The actual ontological nature of the theory is never set it stone. In fact, a number of well-known philosophers of science outright reject scientific theories as being true.
So, to answer your question, we never know if a theory is true or not, but we are confident right away if the theory is mathematically valid. If a theory (i.e., an established hypothesis having a great deal of scrutiny by others) were not mathematically valid, then there would be errors in the math and someone would catch those errors prior to it being elevated to a scientific theory status. There might always exist some exotic philosophical problems with a theory (e.g., duality in QM, time travel in GR, etc), but this by itself cannot be used to thwart the acceptance of a theory since our experience has shown that later knowledge can often resolve exotic philosophical dilemmas.

#### [Record set]
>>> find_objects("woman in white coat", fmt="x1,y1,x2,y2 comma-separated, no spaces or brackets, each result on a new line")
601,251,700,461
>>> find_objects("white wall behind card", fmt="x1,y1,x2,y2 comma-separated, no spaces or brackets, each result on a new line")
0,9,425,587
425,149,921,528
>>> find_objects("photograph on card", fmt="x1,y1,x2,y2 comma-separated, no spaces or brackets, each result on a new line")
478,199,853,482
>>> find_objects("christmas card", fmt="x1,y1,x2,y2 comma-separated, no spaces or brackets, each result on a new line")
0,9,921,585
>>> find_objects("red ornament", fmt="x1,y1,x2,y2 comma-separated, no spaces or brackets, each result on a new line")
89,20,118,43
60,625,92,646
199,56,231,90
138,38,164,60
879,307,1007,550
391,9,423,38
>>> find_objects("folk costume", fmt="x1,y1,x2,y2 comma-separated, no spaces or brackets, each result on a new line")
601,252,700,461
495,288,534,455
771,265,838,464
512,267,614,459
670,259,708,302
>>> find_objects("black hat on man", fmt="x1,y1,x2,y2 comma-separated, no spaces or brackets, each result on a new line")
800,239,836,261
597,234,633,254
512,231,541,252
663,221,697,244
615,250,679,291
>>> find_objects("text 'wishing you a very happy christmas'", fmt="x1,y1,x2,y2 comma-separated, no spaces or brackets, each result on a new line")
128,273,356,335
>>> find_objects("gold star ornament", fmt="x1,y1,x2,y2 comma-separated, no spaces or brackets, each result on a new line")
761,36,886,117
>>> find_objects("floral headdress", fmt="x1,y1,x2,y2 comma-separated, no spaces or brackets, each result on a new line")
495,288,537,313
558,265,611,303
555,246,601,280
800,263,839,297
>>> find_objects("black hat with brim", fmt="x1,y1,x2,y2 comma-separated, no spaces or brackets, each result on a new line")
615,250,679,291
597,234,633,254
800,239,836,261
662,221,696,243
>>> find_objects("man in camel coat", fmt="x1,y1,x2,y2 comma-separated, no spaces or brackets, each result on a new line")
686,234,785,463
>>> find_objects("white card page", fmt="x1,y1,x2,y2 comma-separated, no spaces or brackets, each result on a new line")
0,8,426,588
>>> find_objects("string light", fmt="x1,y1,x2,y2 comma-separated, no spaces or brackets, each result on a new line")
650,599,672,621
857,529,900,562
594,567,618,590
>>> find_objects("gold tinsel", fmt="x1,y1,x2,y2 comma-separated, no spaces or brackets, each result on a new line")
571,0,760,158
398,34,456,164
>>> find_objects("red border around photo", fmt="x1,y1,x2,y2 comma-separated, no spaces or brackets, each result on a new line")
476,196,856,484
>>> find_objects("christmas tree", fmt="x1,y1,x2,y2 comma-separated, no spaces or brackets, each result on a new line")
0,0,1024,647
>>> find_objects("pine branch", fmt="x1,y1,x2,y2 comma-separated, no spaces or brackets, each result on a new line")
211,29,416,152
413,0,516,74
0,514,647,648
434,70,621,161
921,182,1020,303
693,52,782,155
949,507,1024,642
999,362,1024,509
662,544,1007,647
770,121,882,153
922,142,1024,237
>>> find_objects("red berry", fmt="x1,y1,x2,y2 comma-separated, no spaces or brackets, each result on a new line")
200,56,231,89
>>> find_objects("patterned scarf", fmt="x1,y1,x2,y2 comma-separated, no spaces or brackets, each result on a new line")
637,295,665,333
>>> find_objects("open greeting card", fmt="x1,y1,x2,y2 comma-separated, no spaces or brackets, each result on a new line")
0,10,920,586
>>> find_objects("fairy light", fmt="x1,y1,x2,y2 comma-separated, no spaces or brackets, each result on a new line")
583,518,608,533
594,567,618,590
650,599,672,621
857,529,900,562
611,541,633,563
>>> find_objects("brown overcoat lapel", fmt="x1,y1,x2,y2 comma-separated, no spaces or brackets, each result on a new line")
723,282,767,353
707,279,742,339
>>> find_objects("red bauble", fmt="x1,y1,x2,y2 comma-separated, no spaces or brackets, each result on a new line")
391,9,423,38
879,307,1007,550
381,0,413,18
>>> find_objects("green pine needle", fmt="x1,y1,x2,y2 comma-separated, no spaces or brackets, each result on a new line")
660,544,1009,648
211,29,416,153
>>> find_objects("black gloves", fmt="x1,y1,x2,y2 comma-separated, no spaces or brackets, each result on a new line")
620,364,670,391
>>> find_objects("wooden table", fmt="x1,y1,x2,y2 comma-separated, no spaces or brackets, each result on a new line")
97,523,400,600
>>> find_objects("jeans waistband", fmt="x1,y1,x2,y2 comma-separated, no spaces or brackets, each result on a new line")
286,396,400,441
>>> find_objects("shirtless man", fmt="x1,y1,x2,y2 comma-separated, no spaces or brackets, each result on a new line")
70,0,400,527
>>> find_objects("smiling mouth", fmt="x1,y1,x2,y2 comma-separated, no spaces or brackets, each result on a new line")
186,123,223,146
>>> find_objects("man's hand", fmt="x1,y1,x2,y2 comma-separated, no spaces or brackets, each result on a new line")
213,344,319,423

#### [Given task A]
In the passage on scientific theories, why can exotic philosophical problems not by themselves block a theory's acceptance?
#### [Given task B]
Reproduce everything in the passage on scientific theories from "The actual ontological" down to "exotic philosophical dilemmas.", swapping in "historians" wherever "philosophers" appears.

#### [Task result A]
Experience has shown that later knowledge can often resolve exotic philosophical dilemmas. So problems such as duality in QM or time travel in GR cannot, on their own, be used to thwart the acceptance of a theory.

#### [Task result B]
The actual ontological nature of the theory is never set it stone. In fact, a number of well-known historians of science outright reject scientific theories as being true.
So, to answer your question, we never know if a theory is true or not, but we are confident right away if the theory is mathematically valid. If a theory (i.e., an established hypothesis having a great deal of scrutiny by others) were not mathematically valid, then there would be errors in the math and someone would catch those errors prior to it being elevated to a scientific theory status. There might always exist some exotic philosophical problems with a theory (e.g., duality in QM, time travel in GR, etc), but this by itself cannot be used to thwart the acceptance of a theory since our experience has shown that later knowledge can often resolve exotic philosophical dilemmas.